Repeat word for word everything from the line containing "Where can the spectator" to the end of the listing, first and last lines included, and only that.

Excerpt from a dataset
>> BEGIN

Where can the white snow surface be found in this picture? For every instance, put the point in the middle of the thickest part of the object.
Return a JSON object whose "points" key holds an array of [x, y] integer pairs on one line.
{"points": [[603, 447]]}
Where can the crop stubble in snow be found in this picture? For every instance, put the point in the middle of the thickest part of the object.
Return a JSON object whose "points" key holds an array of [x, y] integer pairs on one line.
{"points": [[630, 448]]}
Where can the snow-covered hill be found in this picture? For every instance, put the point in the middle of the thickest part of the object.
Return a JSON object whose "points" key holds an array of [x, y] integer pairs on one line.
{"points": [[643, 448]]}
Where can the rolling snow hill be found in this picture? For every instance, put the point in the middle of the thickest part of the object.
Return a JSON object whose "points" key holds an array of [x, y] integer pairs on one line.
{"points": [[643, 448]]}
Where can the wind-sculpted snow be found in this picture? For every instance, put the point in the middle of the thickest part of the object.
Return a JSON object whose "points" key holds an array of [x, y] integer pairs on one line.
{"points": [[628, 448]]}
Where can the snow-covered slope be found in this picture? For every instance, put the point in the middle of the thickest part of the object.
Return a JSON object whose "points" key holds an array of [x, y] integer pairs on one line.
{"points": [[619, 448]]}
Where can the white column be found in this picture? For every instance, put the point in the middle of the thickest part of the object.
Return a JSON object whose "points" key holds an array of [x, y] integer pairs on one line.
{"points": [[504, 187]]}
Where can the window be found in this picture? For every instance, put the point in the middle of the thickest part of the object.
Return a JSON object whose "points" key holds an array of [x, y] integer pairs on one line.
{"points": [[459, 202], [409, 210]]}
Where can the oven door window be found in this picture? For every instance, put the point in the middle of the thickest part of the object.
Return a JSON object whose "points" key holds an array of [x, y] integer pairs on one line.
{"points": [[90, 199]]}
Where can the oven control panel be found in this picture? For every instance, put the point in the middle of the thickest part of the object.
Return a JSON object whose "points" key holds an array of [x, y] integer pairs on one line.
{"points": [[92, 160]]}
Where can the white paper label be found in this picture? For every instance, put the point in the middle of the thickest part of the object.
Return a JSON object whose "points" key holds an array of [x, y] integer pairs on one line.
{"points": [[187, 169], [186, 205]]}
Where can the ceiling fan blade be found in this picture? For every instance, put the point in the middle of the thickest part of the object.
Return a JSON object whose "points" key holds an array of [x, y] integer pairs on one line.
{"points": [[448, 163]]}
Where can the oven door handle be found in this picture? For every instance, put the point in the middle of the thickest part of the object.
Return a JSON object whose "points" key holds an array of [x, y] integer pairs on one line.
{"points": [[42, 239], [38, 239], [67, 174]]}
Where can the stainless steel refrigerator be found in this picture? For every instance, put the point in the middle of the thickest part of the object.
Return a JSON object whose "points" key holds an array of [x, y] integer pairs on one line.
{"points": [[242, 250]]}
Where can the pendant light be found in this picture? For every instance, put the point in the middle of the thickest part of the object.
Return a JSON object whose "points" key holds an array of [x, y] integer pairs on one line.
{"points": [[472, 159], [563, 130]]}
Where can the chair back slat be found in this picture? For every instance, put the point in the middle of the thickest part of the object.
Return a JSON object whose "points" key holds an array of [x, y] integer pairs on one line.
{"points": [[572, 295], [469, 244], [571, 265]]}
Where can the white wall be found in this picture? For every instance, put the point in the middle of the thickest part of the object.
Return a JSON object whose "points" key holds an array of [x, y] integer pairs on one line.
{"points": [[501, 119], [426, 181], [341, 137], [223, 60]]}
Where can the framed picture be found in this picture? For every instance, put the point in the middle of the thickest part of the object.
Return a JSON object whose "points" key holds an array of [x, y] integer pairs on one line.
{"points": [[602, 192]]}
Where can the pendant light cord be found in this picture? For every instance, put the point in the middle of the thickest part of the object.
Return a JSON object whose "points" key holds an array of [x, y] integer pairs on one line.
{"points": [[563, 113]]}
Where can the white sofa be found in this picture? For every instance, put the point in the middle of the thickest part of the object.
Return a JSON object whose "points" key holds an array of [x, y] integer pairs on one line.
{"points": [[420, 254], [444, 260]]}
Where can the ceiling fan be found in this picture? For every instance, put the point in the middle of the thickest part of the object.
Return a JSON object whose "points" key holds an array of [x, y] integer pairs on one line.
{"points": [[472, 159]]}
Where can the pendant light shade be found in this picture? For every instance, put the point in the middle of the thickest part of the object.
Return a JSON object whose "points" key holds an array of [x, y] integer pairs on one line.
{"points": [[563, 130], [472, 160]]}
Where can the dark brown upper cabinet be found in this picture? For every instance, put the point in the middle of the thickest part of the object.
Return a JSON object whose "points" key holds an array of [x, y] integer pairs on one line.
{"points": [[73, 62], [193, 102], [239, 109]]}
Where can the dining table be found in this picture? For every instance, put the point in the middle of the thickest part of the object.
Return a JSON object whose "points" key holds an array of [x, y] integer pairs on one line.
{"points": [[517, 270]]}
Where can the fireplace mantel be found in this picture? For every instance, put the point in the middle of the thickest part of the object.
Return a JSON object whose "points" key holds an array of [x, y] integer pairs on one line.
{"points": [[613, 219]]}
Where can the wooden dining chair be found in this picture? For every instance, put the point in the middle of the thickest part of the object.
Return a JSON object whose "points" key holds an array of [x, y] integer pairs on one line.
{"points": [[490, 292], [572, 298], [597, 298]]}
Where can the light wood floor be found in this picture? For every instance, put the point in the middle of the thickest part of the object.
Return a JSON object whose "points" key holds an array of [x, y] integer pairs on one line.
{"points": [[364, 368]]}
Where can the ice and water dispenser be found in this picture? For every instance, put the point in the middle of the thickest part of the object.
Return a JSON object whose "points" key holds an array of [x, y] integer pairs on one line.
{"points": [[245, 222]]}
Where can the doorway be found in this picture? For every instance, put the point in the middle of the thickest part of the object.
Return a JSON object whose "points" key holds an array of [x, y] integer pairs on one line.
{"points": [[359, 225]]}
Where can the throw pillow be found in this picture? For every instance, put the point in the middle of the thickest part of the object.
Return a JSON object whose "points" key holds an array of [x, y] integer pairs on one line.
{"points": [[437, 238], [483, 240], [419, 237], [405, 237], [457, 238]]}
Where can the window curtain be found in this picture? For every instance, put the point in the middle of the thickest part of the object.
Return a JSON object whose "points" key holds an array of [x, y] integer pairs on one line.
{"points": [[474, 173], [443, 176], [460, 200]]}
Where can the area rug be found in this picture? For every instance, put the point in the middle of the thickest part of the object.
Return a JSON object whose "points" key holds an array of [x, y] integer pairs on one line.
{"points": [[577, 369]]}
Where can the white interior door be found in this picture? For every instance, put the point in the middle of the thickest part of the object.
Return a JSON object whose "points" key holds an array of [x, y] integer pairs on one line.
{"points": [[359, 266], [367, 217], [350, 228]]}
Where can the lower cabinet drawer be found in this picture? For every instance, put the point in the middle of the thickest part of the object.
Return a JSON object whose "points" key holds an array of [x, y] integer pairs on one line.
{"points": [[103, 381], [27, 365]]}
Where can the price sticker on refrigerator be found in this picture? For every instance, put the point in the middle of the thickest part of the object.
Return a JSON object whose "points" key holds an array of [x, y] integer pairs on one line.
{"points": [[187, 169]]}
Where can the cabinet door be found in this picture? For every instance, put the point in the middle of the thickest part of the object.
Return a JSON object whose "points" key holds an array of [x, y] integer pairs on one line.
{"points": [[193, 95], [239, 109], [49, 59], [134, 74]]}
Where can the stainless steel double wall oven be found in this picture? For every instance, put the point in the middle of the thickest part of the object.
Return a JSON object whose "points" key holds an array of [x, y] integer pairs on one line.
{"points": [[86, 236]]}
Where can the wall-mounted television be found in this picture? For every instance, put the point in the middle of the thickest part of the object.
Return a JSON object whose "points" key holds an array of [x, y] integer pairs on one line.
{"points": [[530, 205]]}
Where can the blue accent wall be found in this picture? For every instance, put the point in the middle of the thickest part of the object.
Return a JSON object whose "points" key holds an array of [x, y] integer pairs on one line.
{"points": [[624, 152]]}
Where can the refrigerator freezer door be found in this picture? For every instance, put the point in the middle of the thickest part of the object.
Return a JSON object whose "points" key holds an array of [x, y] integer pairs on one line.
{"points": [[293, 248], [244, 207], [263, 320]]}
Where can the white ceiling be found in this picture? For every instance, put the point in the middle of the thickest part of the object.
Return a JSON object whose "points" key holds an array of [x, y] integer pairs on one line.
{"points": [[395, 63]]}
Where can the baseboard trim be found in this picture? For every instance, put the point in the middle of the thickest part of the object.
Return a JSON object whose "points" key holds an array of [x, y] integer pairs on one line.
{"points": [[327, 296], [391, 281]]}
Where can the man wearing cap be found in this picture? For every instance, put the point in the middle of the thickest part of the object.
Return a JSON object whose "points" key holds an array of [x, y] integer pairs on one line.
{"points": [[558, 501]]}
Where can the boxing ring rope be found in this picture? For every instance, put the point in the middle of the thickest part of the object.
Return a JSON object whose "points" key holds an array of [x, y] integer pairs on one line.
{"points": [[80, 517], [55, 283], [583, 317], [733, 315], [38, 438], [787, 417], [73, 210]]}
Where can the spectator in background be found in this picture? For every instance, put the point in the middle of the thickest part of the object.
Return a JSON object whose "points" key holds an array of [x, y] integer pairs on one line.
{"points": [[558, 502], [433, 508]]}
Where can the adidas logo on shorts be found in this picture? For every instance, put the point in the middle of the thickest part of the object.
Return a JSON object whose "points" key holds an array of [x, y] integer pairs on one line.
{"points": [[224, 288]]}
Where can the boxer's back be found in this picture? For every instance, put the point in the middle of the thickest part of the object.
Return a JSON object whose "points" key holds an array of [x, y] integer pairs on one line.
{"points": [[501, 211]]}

>> END

- _Reply to the task_:
Where can the spectator in background be found in this picture? For every instance, put the point in the middle of the thickest part of the object.
Return a JSON object whose "points" key holds an array of [x, y] integer pairs on one line.
{"points": [[558, 502], [433, 508]]}
Where can the adidas logo on shorts be found in this picture? For every instance, put the point in the middle of the thickest part of the object.
Return a JSON object whose "points" key holds an array of [x, y] integer pairs on one line.
{"points": [[224, 288]]}
Where can the boxer's back be found in this picture? For every instance, put the point in the middle of the thickest part of the object.
Return a JSON object whose "points" key holds an array of [x, y] integer pairs on one line.
{"points": [[501, 211]]}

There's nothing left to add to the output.